### Supplied records
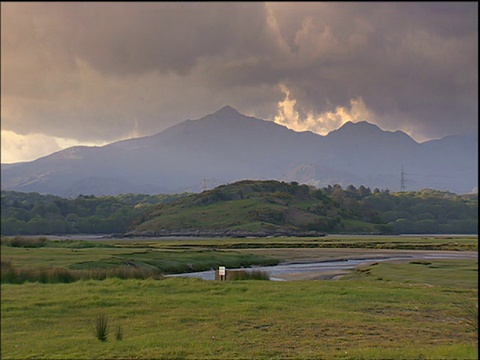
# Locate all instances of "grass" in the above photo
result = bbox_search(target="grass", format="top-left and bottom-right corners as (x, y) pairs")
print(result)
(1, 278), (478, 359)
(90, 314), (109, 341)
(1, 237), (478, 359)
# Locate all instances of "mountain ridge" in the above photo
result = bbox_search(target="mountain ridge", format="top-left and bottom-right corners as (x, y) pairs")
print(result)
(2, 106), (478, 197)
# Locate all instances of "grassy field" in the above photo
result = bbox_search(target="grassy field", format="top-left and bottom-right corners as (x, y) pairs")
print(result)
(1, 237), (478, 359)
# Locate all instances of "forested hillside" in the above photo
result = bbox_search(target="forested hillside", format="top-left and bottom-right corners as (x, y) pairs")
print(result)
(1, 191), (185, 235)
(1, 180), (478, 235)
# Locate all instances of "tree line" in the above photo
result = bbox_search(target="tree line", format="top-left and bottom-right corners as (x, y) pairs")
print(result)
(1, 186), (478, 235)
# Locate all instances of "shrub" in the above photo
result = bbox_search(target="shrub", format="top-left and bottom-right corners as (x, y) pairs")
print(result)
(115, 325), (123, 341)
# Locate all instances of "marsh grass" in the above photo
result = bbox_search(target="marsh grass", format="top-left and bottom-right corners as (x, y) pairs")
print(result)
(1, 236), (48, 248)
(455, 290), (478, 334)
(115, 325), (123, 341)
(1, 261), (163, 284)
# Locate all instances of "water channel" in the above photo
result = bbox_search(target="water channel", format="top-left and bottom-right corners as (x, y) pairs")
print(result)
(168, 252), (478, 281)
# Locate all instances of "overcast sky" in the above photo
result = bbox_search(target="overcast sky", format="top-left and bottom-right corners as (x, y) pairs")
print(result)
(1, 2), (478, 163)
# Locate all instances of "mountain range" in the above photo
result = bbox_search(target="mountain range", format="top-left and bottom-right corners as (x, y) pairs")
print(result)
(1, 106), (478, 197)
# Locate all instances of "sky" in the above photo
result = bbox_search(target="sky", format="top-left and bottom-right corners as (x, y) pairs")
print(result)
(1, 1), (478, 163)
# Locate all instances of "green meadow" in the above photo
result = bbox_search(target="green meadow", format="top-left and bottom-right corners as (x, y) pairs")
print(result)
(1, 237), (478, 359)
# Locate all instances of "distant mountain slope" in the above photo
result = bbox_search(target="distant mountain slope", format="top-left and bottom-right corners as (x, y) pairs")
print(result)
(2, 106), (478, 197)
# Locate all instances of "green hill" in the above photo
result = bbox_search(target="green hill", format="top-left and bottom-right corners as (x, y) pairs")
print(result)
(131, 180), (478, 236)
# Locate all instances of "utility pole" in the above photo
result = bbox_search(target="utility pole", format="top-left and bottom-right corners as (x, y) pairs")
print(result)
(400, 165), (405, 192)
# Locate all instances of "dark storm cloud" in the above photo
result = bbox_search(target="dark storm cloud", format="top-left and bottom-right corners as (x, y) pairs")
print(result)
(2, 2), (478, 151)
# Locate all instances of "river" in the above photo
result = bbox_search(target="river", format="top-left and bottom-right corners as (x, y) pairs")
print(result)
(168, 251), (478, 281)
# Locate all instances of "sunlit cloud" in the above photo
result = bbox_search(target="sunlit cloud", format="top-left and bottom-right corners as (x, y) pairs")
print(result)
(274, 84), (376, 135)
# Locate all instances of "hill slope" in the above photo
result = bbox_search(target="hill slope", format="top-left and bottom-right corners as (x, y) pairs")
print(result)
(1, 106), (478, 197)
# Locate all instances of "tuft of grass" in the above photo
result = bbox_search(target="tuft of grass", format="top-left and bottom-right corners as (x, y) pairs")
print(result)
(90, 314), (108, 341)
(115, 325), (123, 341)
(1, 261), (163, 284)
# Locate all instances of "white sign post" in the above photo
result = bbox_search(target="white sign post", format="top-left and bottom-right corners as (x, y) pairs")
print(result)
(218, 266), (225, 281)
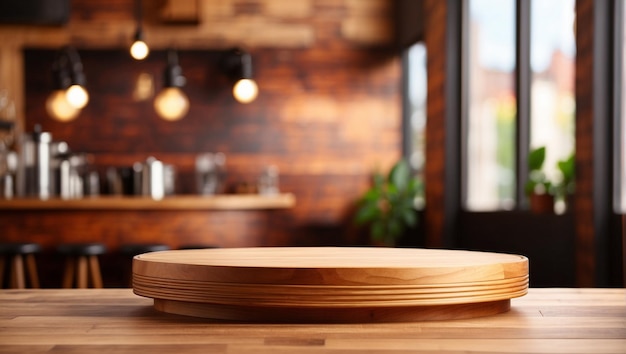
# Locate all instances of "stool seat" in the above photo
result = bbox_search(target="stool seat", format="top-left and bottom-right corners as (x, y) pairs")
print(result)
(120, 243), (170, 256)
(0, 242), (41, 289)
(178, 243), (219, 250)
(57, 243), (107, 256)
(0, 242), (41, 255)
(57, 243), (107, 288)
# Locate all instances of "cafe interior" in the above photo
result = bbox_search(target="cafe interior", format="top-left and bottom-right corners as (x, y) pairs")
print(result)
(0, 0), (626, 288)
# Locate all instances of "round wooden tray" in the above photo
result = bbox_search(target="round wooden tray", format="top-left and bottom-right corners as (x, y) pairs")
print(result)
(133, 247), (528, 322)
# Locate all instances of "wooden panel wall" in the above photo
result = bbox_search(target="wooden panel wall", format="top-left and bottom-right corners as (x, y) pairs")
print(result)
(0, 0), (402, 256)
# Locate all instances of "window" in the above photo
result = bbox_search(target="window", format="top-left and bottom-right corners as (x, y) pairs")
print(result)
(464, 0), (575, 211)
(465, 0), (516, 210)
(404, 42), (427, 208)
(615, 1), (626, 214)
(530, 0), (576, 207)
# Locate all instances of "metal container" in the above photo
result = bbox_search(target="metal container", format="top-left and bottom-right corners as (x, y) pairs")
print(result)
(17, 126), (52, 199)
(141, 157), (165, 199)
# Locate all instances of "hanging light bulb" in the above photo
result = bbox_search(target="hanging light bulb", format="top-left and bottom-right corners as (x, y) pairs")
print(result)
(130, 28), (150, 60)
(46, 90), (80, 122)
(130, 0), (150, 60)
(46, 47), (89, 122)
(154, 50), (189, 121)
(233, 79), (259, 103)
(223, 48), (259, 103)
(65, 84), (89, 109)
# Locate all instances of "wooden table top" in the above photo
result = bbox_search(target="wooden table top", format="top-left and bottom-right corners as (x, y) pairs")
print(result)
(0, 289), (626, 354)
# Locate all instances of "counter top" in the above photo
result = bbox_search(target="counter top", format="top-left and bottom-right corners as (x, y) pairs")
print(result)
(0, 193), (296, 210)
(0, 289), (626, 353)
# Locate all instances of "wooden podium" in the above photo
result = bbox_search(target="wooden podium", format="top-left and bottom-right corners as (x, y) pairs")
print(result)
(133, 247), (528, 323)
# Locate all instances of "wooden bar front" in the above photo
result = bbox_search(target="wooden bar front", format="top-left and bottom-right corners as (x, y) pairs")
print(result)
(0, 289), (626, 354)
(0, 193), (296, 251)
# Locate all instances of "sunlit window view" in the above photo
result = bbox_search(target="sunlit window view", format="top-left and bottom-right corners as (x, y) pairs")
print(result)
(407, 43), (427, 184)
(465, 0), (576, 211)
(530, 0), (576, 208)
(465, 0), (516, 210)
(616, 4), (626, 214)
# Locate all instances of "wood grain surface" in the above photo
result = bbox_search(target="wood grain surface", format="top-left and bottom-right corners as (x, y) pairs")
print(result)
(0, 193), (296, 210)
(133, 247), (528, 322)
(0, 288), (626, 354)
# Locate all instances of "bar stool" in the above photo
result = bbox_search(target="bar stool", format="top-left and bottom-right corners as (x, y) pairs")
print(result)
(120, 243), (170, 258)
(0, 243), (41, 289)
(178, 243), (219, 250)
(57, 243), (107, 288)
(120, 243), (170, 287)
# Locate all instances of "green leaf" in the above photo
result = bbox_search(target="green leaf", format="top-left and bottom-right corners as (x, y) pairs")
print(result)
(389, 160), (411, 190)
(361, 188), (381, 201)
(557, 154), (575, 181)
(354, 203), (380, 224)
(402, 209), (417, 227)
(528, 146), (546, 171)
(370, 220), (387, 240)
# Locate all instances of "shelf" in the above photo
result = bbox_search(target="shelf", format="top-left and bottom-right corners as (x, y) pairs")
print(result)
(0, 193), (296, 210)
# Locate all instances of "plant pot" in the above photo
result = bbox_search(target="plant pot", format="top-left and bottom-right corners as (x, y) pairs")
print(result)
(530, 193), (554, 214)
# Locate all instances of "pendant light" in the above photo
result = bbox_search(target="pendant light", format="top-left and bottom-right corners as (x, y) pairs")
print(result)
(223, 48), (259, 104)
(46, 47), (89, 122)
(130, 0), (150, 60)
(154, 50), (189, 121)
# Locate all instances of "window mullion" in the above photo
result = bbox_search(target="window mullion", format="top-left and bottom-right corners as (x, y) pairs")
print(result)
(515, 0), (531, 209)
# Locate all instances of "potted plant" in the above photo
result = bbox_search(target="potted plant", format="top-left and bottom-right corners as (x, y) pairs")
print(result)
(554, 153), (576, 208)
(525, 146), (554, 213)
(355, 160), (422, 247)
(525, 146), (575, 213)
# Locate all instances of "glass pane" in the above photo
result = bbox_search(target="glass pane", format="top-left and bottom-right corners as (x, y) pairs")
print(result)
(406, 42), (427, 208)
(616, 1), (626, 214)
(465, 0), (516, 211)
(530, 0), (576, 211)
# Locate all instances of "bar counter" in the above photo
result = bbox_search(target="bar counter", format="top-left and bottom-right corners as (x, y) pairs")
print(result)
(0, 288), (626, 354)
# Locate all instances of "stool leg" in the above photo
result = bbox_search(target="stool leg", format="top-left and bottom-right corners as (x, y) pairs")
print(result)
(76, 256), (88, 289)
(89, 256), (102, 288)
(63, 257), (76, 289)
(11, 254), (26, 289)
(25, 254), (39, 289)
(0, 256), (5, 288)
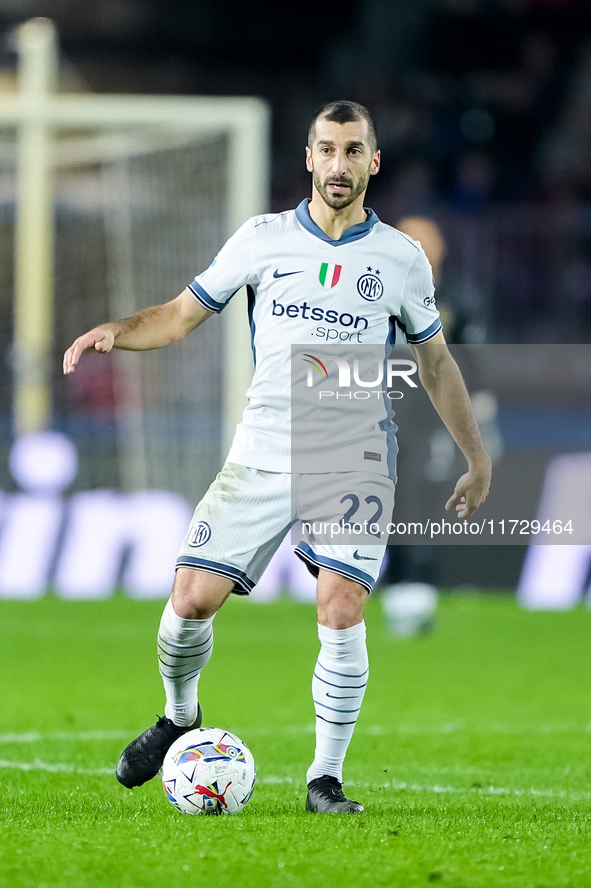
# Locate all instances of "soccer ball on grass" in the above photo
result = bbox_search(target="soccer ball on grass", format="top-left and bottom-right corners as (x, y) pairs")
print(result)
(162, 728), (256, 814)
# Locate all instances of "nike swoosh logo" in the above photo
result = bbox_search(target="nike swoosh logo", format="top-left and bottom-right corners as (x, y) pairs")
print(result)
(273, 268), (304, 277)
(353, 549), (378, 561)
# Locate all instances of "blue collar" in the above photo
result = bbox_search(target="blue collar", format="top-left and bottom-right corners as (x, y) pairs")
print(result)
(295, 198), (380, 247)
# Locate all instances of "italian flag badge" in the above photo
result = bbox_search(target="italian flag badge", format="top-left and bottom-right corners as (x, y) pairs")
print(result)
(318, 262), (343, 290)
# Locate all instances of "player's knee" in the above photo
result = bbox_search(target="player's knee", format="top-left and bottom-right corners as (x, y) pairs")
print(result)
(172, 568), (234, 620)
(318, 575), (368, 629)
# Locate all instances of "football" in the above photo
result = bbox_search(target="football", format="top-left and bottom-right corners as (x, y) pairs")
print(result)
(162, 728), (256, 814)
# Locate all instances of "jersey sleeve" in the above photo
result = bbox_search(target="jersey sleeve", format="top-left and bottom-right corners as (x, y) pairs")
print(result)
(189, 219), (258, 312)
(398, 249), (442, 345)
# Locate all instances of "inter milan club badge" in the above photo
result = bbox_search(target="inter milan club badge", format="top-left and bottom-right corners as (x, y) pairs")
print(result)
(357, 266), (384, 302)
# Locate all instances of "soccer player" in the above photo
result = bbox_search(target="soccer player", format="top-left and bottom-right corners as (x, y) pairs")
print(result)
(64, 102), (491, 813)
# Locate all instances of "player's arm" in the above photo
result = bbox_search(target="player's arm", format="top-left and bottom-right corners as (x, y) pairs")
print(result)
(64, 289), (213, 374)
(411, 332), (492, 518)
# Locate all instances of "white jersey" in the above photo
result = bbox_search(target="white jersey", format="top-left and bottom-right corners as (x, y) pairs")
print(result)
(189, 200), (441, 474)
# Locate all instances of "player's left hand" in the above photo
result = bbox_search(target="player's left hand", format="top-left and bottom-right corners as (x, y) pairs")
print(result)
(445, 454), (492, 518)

### Exercise
Identify each line of the listing above that contains the word "ridge" and copy those lines.

### Answer for the task
# Locate all instances of "mountain ridge" in the above photo
result = bbox_search(target="mountain ridge", format="top-left and bottom-right corners as (x, y) pairs")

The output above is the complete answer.